--- Directions for this task ---
Starting with the line containing "Q: For every instance of the man's black jacket" and going on through the line containing "[(377, 246)]", write out those entries again, requests included, but offset every x and y coordinate value in the answers by adding 64.

--- Given data ---
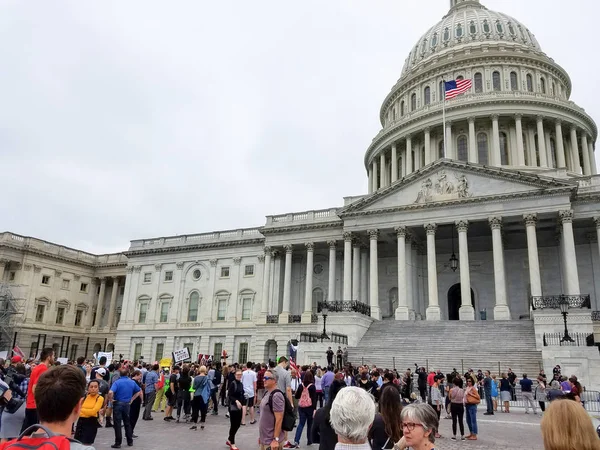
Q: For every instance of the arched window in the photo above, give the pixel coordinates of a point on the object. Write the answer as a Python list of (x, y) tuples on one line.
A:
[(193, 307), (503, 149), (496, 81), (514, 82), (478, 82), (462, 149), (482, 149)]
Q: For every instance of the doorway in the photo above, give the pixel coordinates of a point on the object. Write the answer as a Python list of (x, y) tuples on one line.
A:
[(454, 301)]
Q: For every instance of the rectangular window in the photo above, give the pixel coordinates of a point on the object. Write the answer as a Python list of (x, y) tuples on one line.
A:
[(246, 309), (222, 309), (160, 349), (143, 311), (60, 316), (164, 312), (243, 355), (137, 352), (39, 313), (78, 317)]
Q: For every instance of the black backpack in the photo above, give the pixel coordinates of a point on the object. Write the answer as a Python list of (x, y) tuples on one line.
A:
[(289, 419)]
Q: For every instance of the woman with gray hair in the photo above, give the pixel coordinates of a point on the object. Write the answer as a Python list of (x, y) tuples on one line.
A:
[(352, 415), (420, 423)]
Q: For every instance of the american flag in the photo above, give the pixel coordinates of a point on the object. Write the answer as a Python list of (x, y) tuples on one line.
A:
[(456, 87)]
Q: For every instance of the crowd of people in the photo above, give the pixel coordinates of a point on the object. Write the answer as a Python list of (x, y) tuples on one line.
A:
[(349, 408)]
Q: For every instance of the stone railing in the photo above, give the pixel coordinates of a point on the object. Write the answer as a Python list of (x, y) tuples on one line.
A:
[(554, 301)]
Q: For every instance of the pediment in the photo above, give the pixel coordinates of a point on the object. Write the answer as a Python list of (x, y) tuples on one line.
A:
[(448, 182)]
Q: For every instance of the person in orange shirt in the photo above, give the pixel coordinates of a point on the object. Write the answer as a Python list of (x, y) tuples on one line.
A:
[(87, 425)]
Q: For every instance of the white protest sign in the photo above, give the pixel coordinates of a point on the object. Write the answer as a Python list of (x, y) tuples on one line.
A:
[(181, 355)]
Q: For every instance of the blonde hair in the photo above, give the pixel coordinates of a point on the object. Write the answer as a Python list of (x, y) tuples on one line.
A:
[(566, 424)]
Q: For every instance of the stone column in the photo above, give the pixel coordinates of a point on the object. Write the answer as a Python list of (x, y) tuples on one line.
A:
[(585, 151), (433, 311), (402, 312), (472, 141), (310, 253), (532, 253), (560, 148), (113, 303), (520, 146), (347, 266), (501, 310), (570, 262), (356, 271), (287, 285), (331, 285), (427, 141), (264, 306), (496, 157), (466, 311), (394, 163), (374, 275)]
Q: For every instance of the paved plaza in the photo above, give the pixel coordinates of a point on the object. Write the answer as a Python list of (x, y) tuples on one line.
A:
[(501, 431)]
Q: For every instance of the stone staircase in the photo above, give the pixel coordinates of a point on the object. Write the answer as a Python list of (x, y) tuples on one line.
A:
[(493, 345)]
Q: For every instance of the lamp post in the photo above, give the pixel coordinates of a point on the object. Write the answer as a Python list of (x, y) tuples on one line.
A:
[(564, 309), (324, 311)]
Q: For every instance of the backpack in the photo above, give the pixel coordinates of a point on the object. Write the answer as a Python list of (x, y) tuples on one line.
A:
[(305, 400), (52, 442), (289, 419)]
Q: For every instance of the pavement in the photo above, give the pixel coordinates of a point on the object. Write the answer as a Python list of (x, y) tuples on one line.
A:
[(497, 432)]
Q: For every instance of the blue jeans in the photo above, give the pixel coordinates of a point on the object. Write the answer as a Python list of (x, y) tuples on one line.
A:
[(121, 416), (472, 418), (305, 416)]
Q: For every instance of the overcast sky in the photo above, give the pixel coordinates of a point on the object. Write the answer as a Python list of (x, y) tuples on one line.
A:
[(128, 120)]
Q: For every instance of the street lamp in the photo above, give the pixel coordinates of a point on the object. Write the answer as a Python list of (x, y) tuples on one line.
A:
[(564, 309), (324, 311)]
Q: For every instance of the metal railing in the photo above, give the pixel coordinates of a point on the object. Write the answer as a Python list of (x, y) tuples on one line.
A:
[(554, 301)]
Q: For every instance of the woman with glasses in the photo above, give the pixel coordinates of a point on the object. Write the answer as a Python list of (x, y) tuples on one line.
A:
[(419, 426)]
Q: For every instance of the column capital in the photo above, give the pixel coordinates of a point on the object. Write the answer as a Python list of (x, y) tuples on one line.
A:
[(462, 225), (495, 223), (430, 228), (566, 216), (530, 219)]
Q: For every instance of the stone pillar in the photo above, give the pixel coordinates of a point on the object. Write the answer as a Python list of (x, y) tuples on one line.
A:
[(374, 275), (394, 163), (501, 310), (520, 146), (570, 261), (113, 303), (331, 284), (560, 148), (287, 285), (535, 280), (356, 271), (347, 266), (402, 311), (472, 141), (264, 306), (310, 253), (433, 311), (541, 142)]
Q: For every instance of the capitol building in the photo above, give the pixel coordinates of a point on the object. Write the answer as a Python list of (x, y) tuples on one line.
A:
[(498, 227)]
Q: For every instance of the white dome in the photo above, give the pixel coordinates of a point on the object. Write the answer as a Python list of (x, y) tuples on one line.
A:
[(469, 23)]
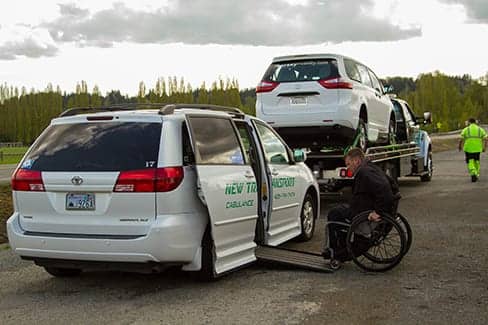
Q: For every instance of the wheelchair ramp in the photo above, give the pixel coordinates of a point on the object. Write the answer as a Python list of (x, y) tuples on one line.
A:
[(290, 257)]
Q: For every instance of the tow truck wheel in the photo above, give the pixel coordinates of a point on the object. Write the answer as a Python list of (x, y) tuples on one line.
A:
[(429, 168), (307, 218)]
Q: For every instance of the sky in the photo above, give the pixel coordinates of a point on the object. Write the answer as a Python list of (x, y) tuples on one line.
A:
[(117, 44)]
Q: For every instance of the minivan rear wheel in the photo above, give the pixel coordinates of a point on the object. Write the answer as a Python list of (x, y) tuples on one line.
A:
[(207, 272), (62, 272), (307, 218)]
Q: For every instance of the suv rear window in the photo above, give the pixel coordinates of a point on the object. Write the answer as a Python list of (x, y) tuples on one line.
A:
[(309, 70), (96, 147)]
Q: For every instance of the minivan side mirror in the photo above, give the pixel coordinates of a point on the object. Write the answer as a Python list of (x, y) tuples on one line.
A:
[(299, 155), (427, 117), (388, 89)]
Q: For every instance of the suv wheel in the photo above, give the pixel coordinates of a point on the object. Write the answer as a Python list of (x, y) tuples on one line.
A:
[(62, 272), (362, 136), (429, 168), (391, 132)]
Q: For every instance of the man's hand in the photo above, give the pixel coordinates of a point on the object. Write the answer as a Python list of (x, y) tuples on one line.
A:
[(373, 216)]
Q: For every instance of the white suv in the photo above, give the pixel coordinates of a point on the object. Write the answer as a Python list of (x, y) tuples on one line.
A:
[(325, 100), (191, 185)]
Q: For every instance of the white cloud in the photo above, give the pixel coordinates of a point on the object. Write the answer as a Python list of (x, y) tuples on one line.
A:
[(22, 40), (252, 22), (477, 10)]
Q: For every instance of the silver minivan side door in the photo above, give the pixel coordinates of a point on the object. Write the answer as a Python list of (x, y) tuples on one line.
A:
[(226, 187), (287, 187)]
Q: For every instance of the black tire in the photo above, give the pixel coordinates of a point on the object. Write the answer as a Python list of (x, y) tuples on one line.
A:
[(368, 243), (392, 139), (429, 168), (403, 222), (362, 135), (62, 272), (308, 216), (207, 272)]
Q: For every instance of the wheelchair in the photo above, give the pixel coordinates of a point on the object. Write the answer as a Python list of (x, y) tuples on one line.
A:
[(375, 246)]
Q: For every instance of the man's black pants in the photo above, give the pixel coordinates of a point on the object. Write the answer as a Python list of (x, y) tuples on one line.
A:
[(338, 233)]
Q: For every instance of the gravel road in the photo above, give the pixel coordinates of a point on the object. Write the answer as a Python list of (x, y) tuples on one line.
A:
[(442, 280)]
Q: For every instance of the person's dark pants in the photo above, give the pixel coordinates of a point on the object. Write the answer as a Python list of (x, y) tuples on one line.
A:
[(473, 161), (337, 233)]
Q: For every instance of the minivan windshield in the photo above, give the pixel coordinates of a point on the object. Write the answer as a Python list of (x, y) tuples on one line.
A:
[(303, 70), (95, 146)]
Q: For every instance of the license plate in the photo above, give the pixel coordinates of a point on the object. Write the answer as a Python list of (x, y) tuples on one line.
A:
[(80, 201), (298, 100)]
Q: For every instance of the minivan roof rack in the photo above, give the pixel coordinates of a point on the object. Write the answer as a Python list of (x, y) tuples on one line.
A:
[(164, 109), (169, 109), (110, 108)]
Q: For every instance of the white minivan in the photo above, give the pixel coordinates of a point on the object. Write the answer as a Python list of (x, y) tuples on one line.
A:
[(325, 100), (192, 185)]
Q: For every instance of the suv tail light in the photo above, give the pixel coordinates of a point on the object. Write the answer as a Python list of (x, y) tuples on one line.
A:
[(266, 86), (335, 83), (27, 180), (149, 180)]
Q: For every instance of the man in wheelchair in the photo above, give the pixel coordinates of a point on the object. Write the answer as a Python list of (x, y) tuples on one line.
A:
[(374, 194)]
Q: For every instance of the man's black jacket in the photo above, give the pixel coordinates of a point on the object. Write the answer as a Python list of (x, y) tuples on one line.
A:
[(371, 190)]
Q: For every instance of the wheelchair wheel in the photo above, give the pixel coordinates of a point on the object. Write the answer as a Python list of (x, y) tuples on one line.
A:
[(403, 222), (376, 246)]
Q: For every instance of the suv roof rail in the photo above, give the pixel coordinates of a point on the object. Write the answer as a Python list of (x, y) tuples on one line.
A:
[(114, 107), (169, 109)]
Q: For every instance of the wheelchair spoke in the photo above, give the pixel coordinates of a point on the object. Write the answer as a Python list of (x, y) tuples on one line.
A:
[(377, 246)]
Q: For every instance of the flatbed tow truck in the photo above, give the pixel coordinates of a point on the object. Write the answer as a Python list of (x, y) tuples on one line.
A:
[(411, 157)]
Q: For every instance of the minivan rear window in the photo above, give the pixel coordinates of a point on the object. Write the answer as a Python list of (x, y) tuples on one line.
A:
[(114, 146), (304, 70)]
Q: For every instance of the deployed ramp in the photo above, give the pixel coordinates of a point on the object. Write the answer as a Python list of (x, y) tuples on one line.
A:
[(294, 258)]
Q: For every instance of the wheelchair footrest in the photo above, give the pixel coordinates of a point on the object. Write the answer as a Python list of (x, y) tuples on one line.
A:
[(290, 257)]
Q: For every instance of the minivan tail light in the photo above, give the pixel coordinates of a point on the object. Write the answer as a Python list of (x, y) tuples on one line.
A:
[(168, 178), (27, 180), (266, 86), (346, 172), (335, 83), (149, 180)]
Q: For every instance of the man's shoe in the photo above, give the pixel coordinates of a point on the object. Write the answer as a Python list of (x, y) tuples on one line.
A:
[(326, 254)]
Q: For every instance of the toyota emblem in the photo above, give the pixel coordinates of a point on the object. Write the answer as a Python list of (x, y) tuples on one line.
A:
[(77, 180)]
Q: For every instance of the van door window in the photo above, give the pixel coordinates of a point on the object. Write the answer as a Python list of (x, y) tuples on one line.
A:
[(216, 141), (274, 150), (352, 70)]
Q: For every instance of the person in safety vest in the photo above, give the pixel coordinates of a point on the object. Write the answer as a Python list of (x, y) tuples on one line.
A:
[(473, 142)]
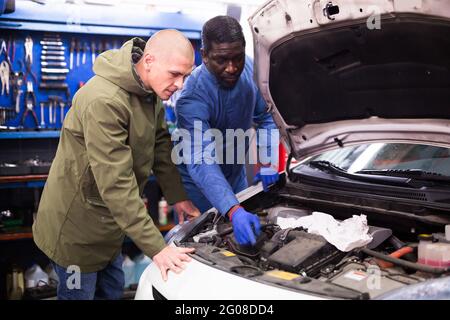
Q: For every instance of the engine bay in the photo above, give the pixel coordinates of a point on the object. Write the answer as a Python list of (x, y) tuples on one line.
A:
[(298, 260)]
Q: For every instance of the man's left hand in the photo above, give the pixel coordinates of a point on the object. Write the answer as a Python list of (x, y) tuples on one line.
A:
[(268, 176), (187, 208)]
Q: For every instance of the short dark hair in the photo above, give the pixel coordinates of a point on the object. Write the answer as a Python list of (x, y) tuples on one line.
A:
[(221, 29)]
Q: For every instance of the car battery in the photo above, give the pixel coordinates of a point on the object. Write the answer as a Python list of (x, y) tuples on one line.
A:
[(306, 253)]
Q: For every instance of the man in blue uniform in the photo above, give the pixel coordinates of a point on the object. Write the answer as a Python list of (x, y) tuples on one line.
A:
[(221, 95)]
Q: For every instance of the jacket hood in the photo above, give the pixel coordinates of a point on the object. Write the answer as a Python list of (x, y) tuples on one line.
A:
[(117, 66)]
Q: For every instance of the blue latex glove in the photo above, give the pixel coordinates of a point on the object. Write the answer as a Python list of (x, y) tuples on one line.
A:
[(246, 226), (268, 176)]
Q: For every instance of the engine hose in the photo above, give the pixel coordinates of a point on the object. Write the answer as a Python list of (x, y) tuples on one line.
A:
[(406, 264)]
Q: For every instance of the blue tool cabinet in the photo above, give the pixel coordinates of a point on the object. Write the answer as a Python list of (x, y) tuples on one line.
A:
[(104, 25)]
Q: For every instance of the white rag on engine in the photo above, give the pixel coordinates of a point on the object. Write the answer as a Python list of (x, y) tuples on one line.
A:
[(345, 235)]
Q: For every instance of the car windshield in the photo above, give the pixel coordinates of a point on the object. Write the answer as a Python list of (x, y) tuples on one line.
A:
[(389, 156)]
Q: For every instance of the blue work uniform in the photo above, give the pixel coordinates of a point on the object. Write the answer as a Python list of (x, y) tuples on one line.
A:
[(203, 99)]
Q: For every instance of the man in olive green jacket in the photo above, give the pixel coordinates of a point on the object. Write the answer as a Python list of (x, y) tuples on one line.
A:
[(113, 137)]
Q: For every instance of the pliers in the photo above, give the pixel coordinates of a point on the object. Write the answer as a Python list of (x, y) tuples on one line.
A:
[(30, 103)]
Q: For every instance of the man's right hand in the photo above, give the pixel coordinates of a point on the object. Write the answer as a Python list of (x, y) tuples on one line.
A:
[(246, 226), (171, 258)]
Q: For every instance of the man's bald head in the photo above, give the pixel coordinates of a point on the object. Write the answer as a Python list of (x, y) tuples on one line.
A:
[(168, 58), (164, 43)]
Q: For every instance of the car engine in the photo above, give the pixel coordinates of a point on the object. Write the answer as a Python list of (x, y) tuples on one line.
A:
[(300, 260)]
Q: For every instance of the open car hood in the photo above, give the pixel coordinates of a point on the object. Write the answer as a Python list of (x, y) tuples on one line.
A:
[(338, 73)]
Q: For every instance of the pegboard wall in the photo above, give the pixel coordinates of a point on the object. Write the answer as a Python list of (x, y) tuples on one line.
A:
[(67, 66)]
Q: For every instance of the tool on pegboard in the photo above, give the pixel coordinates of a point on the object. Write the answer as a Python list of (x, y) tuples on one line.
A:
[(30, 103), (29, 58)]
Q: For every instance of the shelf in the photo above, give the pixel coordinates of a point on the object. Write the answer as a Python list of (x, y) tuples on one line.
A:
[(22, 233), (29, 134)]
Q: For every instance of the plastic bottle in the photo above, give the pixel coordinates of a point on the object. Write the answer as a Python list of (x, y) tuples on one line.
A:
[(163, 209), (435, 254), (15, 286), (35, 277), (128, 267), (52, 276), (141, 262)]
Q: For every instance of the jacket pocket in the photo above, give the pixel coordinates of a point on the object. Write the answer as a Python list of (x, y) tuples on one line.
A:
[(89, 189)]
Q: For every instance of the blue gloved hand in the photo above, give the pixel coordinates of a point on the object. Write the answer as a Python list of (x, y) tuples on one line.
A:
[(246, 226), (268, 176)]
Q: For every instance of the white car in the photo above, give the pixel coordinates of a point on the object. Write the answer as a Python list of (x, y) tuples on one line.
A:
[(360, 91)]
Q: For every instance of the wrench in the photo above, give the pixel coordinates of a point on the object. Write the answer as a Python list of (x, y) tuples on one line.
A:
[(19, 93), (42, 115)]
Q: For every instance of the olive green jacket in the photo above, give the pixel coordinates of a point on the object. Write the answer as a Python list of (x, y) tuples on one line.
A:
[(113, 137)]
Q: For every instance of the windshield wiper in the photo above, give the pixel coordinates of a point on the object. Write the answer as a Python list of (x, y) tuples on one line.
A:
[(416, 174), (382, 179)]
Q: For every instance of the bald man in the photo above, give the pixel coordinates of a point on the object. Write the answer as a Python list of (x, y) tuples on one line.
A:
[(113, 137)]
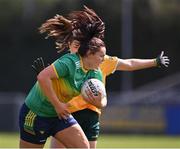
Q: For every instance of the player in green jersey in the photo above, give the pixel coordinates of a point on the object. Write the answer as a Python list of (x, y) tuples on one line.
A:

--- The response ---
Q: For every instance of the man's black jacket in the photo above, give the pixel coordinates of a point on the object. Write the answer as a Python list of (x, y) tuples on one line.
A:
[(435, 254)]
Q: For every instance of the wheelchair wheel in the photo above, give the pixel coordinates of a point on the object. Write the answer as a Python list of (x, y) tuples on one line.
A:
[(467, 286), (440, 310)]
Q: For every instance of the suv roof rail in the photo above, give the pixel coordinates of a point on the object. Write the answer as a Python list of (x, y) tuples on one line.
A:
[(178, 171), (233, 173)]
Q: For every instance of the wheelchair spoke in the photo above, give the pixel coordinates of a point on the object. Write the answer as a Python list of (x, y) tuples on one line.
A:
[(441, 310)]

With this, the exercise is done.